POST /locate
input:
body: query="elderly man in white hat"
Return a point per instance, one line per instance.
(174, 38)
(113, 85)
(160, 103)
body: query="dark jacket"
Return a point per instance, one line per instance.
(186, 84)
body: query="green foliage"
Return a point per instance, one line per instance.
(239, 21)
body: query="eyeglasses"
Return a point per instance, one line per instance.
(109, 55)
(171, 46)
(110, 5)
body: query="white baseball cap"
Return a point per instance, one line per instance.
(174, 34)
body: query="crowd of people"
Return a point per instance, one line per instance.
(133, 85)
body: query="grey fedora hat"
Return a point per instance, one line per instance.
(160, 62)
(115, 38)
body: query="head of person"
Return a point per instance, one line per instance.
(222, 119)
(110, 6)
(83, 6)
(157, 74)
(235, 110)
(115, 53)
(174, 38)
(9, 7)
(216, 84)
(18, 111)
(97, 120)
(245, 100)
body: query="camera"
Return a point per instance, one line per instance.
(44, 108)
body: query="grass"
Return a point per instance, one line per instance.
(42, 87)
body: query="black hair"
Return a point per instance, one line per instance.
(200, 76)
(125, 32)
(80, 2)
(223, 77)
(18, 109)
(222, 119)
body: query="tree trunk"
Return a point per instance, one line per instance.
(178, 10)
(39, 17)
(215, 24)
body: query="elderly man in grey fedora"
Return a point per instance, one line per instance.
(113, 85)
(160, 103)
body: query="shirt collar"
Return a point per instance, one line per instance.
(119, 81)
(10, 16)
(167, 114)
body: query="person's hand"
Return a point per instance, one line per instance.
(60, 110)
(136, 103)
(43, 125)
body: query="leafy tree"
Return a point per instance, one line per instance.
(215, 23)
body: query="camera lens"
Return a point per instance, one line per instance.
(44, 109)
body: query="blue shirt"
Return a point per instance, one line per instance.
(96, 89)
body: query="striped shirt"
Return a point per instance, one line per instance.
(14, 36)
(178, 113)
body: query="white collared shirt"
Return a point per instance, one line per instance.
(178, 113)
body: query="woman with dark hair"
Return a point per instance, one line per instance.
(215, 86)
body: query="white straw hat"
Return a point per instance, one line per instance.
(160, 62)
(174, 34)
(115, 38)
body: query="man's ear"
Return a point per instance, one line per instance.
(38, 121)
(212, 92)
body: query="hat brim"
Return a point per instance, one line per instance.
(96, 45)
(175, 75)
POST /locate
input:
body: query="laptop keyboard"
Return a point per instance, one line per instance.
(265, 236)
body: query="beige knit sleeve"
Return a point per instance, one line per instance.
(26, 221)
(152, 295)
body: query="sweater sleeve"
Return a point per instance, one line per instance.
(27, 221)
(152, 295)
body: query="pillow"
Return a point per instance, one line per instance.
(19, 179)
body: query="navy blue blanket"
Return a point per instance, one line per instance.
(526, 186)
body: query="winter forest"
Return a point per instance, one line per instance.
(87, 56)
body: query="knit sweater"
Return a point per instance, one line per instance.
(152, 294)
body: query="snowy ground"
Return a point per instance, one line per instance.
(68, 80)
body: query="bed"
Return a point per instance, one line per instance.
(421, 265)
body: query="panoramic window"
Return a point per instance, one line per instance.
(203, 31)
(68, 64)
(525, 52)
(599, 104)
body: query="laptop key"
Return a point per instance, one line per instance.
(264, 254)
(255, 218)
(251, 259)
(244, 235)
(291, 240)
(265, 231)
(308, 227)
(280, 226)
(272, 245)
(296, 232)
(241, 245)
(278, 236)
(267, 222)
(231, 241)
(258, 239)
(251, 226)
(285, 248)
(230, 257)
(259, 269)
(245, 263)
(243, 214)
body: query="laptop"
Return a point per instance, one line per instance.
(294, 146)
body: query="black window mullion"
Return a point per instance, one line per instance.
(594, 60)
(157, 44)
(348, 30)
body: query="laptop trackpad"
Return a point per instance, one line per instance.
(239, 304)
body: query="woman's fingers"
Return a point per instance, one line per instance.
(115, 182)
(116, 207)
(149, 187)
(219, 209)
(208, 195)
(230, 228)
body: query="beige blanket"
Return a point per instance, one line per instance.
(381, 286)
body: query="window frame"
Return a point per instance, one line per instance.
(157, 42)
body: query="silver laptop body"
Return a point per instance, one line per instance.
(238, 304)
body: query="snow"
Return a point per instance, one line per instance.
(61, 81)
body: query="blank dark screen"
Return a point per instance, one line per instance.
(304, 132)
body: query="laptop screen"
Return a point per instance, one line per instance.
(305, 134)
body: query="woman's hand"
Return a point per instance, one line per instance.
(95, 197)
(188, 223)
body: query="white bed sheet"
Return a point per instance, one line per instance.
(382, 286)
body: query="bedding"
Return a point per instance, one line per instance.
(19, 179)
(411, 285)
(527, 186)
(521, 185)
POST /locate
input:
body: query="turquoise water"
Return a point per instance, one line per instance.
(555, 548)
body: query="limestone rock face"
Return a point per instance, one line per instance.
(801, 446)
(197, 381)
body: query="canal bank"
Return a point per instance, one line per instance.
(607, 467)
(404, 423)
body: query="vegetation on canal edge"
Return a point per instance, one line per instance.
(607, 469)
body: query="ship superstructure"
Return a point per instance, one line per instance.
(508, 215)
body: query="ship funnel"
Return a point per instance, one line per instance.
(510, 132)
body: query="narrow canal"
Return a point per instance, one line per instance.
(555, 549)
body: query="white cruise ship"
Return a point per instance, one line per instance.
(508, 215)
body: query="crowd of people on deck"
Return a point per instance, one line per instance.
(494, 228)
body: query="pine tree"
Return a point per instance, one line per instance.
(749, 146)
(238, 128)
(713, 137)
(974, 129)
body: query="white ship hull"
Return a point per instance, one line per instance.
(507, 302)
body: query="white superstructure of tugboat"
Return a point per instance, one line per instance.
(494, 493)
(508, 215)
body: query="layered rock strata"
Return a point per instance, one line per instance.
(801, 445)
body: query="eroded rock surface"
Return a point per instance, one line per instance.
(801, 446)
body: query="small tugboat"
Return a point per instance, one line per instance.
■ ■ ■ ■
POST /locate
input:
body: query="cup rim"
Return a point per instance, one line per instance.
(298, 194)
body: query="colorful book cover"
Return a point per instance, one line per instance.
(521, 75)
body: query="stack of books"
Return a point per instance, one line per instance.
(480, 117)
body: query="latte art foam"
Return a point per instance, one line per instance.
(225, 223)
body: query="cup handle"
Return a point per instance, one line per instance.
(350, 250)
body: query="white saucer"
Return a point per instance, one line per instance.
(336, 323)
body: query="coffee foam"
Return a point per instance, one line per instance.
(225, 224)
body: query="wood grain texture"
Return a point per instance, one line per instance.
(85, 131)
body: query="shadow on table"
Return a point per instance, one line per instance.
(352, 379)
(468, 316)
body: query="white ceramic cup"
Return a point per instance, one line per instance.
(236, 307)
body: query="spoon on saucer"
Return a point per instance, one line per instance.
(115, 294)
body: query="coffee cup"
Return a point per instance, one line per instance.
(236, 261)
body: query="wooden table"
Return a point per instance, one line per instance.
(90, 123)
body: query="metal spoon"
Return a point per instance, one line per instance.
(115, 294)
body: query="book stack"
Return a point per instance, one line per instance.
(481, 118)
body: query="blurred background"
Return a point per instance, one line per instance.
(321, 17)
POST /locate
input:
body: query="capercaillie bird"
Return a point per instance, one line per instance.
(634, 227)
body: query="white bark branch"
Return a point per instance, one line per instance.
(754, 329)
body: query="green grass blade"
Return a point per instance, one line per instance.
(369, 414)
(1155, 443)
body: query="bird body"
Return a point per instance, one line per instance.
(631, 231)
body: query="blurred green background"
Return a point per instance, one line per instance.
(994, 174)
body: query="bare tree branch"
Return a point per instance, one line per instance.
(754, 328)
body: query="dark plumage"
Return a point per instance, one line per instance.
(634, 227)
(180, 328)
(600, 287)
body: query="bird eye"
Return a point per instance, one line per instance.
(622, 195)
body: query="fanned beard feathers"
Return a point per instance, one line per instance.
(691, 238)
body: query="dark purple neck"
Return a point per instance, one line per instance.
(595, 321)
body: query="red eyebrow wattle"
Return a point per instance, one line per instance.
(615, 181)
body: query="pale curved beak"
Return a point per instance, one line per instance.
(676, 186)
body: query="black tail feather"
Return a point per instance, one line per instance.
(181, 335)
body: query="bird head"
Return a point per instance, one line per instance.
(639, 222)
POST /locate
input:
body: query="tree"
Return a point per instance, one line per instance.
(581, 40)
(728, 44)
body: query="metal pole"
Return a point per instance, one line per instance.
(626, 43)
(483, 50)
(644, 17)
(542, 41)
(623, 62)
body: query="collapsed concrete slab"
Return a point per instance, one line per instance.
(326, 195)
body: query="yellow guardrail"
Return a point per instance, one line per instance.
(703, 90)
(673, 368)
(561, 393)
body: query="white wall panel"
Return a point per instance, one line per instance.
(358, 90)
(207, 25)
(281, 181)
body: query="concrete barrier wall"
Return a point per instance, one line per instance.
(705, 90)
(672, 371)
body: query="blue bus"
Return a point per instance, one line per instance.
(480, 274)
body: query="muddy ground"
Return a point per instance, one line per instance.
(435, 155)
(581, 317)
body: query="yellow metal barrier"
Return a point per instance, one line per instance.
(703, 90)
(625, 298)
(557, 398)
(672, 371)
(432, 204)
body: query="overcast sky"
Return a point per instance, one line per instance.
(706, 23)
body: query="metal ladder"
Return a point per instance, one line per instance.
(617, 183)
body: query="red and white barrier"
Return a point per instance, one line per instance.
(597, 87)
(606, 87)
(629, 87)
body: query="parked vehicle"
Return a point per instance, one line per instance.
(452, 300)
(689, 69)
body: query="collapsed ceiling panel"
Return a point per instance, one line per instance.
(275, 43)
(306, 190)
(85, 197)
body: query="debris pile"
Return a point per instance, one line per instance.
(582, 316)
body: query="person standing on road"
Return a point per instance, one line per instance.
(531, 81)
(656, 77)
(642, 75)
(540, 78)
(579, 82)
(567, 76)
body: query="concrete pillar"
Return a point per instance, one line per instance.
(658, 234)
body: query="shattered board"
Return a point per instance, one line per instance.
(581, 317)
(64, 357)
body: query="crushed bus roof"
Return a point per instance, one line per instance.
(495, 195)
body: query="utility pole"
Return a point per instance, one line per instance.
■ ■ ■ ■
§ **What you should do**
Whenever a line in the material contains the word "canal", copy that line.

§ **Solution**
body: query="canal bank"
body: query="vegetation on canal edge"
body: query="narrow canal"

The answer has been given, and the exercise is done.